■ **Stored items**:
▼

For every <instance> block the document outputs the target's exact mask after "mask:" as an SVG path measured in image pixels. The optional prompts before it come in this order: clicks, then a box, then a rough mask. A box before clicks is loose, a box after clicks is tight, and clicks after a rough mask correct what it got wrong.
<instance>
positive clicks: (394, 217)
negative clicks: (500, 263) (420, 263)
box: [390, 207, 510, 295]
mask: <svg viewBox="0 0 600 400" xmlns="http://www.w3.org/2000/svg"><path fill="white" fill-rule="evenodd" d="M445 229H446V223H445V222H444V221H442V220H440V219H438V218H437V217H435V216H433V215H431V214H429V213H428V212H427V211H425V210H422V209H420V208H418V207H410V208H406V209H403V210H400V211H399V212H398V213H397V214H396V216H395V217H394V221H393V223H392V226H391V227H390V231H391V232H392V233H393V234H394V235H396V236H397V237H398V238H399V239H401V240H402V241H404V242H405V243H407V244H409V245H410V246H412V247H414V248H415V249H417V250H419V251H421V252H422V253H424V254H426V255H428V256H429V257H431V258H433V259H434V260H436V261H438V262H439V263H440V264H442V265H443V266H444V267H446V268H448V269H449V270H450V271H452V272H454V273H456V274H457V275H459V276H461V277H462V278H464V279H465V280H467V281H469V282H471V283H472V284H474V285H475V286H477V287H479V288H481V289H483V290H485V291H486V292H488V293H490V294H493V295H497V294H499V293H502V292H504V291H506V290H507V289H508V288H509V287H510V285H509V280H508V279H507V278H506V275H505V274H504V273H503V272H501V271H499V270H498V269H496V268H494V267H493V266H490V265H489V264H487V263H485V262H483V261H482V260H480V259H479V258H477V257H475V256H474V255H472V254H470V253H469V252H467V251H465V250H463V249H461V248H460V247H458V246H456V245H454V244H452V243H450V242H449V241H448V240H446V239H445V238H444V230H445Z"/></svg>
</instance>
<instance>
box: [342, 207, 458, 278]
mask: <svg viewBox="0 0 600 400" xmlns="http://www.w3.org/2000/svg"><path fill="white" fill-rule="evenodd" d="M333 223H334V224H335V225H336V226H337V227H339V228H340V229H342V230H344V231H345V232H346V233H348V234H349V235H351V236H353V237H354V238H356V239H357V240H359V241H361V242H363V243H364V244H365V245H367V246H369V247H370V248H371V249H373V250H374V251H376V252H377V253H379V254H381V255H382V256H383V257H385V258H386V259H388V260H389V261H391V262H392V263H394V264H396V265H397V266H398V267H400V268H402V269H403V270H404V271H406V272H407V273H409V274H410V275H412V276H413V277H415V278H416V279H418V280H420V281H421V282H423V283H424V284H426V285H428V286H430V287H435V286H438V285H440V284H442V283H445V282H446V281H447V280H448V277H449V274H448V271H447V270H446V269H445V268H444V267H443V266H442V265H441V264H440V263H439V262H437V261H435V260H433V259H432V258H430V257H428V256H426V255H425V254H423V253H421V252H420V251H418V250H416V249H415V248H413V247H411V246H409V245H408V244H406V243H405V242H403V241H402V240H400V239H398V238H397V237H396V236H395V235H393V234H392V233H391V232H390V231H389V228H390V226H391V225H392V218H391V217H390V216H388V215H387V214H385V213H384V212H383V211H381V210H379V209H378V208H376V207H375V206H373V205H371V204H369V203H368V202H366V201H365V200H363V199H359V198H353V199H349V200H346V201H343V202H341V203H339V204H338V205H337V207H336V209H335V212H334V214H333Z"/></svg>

▲

■ **WHAT YOU WILL DO**: Each of the entries above should be written out again exactly.

■ **SOLVED EXERCISE**:
For every <instance> block the document outputs the target's exact mask after "mask:" as an SVG path measured in image pixels. The optional prompts before it come in this order: clicks, then a box, then a rough mask. A box before clicks is loose, a box after clicks is tight, and clicks after a rough mask correct what it got wrong.
<instance>
positive clicks: (394, 217)
negative clicks: (500, 263) (420, 263)
box: [390, 207, 510, 295]
mask: <svg viewBox="0 0 600 400" xmlns="http://www.w3.org/2000/svg"><path fill="white" fill-rule="evenodd" d="M445 229H446V223H445V222H444V221H442V220H440V219H438V218H437V217H435V216H433V215H431V214H429V213H428V212H427V211H425V210H422V209H420V208H418V207H410V208H406V209H403V210H400V211H399V212H398V213H397V214H396V216H395V217H394V221H393V223H392V226H391V227H390V231H391V232H392V233H393V234H394V235H396V236H397V237H398V238H399V239H401V240H402V241H404V242H405V243H407V244H409V245H410V246H412V247H414V248H415V249H417V250H419V251H421V252H422V253H424V254H426V255H428V256H429V257H431V258H433V259H434V260H436V261H438V262H439V263H440V264H442V265H443V266H444V267H446V268H448V269H449V270H450V271H452V272H454V273H456V274H457V275H459V276H461V277H462V278H464V279H465V280H467V281H469V282H471V283H472V284H474V285H475V286H477V287H479V288H481V289H483V290H485V291H486V292H488V293H490V294H493V295H497V294H499V293H502V292H504V291H506V290H507V289H508V288H509V287H510V285H509V280H508V279H507V278H506V275H505V274H504V273H503V272H501V271H499V270H498V269H496V268H494V267H493V266H490V265H489V264H487V263H485V262H483V261H482V260H480V259H479V258H477V257H475V256H474V255H472V254H470V253H469V252H467V251H465V250H463V249H461V248H460V247H458V246H456V245H454V244H452V243H450V242H449V241H448V240H446V239H445V238H444V230H445Z"/></svg>
</instance>
<instance>
box: [342, 207, 458, 278]
mask: <svg viewBox="0 0 600 400" xmlns="http://www.w3.org/2000/svg"><path fill="white" fill-rule="evenodd" d="M333 223H334V224H335V225H336V226H337V227H339V228H340V229H342V230H344V231H345V232H346V233H348V234H349V235H351V236H353V237H354V238H356V239H357V240H359V241H361V242H363V243H364V244H365V245H367V246H369V247H370V248H371V249H373V250H374V251H376V252H377V253H379V254H381V255H382V256H383V257H385V258H386V259H388V260H389V261H391V262H392V263H394V264H396V265H397V266H398V267H400V268H402V269H403V270H404V271H406V272H407V273H409V274H410V275H412V276H413V277H415V278H416V279H418V280H420V281H421V282H423V283H424V284H426V285H428V286H430V287H435V286H438V285H440V284H442V283H445V282H446V281H447V280H448V277H449V274H448V271H447V270H446V269H445V268H444V267H443V266H442V265H441V264H440V263H439V262H437V261H435V260H433V259H432V258H430V257H428V256H426V255H425V254H423V253H421V252H420V251H418V250H416V249H415V248H413V247H411V246H409V245H408V244H406V243H405V242H403V241H402V240H400V239H398V238H397V237H396V236H395V235H393V234H392V233H391V232H390V231H389V228H390V226H391V225H392V218H391V217H390V216H388V215H387V214H385V213H384V212H383V211H381V210H379V209H378V208H376V207H375V206H373V205H371V204H369V203H368V202H366V201H365V200H363V199H359V198H353V199H349V200H346V201H343V202H341V203H339V204H338V205H337V207H336V209H335V212H334V214H333Z"/></svg>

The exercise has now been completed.